> Tasks to perform:
[1] List every word or phrase that the commentary on Alberta police funding below places in quotation marks.
[2] Resume the commentary on Alberta police funding below, writing on from its final sentence.

> Text shown:
>>>

Ignoring the fact that Madu is apparently planning to punish two mayors for “defunding” police by defunding police, you have to admit that in a province where the government hasn’t met a public service it wouldn’t gut, it’s strange to see them so upset over the idea of less public money for something.
If anyone dares to bring up UCP cuts to health care or education (of which there have been plenty) it’s met with a robotic soliloquy about how health workers and educators need to find efficiencies, and that “throwing money at” growing service needs is not the answer. Yet, if cities even discuss demanding their police departments do the same – even if the intent is to reallocate funding to services that ease the need for policing in the first place – the provincial justice minister immediately looks to bully them out of it.
What’s more is he uses the exact arguments about an “adequately funded” service being “essential” to the community as the rest of us have been using to defend against cuts to everything else.
The contradiction is as glaring as it is gleefully delivered, and yet, if challenged it would likely draw nothing more than the tweeted response of an issues manager looking to remind us once again that 16 months ago “more than one million Albertans fired the NDP.”
The easy reasoning, which should not be overlooked, is that Madu is talking about municipal funding toward a service, which he and his provincial pals need not worry about.
Obviously public services matter to the UCP when they aren’t paying for them.
But going beyond their love of sticking bills to other levels of government and calling it fiscal responsibility, this type of approach to crime is ideological – ineffective, but ideological.

<<<

> Dataset excerpts:
>>>

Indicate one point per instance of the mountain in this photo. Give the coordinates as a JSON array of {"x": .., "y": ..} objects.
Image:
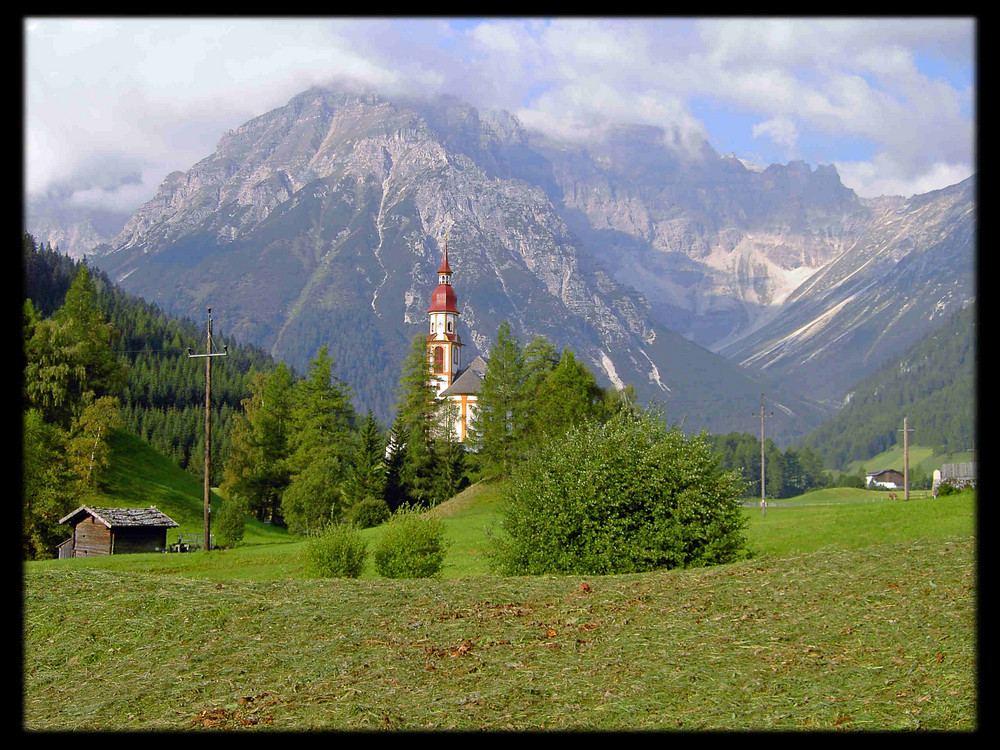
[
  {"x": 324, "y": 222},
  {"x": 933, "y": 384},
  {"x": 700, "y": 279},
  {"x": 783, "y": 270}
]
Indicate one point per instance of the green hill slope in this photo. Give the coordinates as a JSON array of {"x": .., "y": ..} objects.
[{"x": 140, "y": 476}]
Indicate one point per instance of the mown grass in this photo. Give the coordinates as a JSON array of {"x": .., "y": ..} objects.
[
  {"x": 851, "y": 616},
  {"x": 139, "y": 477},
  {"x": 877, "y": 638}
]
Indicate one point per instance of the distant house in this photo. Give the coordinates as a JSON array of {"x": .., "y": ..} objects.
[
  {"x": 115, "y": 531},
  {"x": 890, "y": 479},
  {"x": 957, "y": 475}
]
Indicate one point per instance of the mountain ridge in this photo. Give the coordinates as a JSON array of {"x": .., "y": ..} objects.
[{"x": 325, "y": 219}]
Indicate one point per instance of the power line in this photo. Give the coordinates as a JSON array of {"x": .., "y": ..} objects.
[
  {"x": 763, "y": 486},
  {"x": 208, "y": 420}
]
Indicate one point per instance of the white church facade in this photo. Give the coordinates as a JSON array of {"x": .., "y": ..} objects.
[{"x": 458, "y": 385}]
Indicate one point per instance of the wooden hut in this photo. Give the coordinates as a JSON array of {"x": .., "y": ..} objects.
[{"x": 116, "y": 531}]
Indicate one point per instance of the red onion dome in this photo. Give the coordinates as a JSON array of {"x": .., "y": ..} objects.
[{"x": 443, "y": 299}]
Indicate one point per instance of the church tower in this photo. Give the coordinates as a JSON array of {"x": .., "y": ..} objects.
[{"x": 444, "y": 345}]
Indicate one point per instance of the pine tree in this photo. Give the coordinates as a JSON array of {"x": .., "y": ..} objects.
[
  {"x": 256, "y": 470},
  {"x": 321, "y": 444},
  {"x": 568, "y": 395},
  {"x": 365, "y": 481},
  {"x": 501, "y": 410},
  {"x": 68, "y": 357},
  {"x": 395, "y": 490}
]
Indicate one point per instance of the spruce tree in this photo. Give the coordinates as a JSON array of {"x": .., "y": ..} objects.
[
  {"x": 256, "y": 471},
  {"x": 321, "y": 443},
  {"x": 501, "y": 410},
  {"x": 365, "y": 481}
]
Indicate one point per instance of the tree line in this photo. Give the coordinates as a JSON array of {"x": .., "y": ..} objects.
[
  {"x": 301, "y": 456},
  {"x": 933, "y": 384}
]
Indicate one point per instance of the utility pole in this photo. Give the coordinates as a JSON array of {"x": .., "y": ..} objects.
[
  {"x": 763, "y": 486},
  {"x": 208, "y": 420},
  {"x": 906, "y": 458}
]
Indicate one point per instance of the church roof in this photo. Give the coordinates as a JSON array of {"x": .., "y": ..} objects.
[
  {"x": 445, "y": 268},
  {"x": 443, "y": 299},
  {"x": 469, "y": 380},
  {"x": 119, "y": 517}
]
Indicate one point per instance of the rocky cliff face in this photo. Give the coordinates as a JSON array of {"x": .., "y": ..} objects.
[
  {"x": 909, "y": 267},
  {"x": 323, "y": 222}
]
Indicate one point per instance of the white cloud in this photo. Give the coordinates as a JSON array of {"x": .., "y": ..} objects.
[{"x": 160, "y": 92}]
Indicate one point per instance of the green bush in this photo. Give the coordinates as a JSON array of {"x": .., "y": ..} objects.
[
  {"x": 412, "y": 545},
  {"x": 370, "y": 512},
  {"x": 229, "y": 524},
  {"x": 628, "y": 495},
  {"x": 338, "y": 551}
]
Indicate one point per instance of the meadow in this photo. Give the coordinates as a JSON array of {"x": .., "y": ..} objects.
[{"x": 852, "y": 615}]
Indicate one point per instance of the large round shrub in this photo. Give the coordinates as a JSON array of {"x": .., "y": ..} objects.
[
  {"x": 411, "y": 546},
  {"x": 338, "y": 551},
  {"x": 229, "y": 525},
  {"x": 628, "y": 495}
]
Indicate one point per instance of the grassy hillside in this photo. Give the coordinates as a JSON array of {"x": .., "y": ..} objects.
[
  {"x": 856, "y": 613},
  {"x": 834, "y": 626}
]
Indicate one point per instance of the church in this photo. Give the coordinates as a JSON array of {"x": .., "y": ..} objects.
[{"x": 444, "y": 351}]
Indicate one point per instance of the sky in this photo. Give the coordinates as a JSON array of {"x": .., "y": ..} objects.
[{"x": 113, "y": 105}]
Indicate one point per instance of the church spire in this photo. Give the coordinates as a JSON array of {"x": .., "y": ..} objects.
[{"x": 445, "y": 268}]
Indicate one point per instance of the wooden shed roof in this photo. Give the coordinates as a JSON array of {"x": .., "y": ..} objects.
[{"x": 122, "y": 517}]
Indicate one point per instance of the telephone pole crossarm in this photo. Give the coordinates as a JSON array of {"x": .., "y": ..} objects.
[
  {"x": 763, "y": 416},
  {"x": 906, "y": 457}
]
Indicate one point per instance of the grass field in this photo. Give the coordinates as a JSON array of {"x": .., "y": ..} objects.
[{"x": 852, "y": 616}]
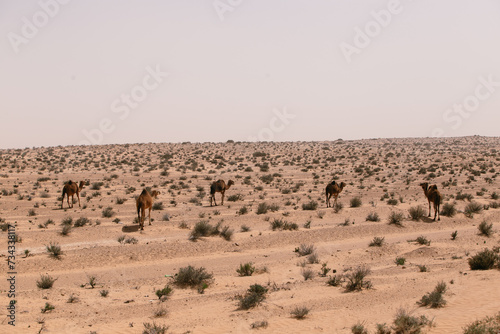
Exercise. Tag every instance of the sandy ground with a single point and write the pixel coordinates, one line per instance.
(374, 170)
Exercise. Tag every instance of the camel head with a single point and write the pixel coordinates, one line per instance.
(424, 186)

<<<
>>>

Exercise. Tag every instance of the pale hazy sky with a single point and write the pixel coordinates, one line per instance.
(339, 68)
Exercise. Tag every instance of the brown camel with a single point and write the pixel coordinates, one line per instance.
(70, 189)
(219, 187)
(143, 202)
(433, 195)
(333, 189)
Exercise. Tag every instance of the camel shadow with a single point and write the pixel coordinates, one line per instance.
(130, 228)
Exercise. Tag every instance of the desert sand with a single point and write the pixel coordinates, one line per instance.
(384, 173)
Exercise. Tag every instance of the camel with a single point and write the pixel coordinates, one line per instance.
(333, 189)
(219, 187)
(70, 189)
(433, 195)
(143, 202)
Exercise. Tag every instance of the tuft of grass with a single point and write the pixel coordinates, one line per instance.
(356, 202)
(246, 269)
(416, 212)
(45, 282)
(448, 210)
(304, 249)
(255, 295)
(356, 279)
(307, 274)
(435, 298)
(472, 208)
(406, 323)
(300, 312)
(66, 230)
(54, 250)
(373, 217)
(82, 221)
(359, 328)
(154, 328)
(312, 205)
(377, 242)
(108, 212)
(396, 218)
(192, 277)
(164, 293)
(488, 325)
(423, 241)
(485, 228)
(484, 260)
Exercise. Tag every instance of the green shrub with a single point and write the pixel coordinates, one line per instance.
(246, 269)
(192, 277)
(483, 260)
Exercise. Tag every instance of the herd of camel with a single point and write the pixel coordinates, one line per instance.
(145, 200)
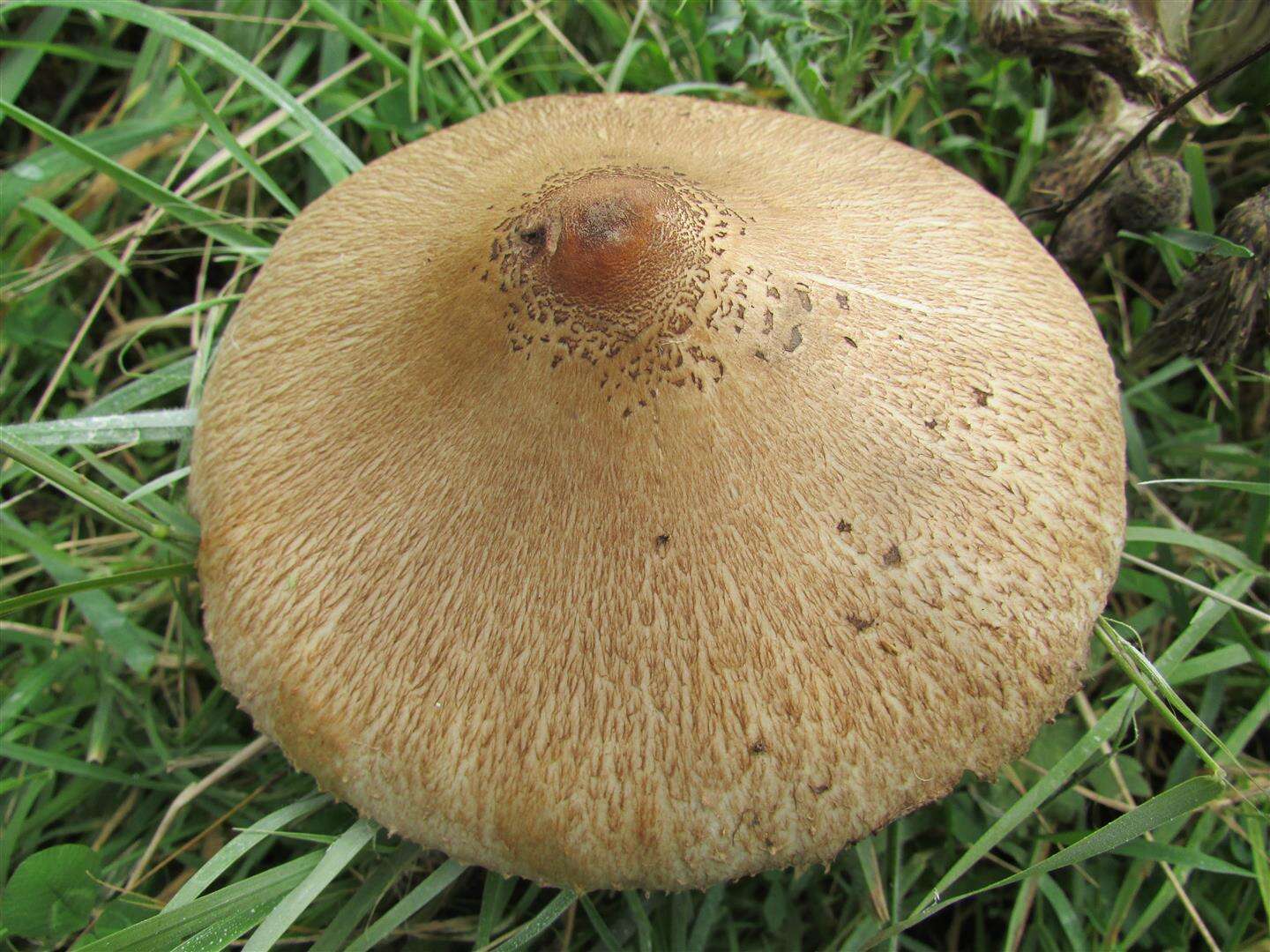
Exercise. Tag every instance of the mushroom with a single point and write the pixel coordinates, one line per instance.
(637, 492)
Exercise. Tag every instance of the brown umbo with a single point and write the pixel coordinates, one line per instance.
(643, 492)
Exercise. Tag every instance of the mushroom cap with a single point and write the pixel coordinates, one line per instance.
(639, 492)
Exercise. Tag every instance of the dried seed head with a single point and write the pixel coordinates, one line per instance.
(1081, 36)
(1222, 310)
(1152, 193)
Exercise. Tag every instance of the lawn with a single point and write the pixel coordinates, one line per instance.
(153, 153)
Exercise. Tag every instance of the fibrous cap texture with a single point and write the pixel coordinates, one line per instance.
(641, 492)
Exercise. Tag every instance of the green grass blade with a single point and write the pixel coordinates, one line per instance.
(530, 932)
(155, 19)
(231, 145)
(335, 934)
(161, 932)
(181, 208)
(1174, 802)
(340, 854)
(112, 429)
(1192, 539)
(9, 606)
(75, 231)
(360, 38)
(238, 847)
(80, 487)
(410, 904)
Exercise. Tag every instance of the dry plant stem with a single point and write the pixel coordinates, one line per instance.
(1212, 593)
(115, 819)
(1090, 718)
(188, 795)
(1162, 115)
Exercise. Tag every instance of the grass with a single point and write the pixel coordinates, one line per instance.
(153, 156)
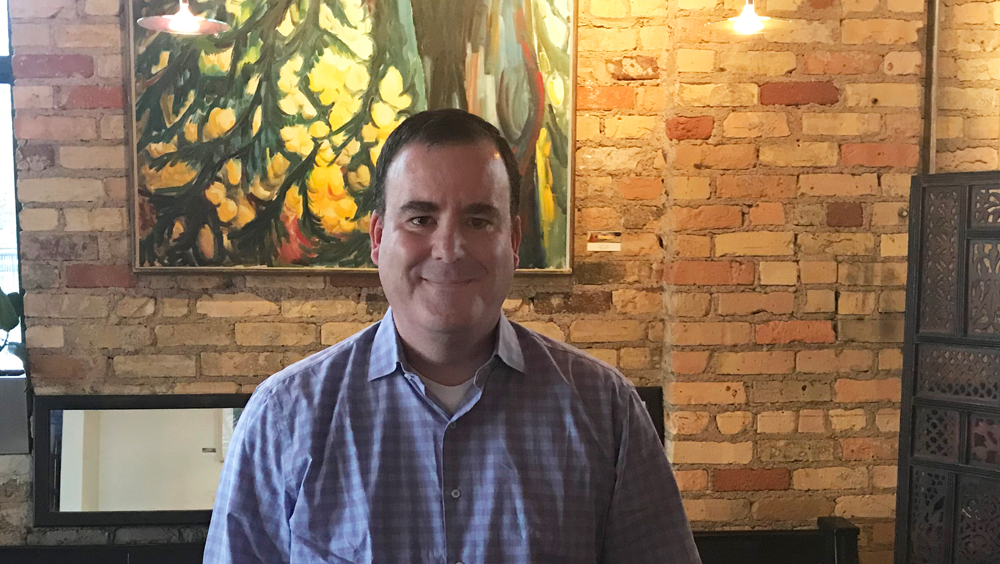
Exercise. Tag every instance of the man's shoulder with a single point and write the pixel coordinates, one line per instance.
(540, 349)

<<<

> Responses per task:
[1]
- defunding
- throwing money at
- adequately funded
- essential
- more than one million Albertans fired the NDP

[2]
For many, addressing crime is about the justice system, and if you want to deal with “bad guys” you do it with cops, courts and cells.
“Cops arrest bad guys, judges convict bad guys and jail cells keep bad guys locked away.”
Even if this type of approach actually prevented crime, which it doesn’t, what does it say about us as humans if we start to value policing over our most essential services?
People love to talk about how much they love this country and how lucky we all are to live here, but what would it say about our beloved Canada if we actually reached a place where police are more essential than doctors?
Luckily, the very idea of that is ridiculous, and most Canadians wouldn’t need a global pandemic to know that our first-world privileges aren’t due to how many armed officers we have on hand. Yet, here in Alberta, when it comes to the very things that gave us prosperity, the UCP tells you we’re broke.
So what does it say about them that when it comes to keeping us adequately policed, the message is to spare no expense?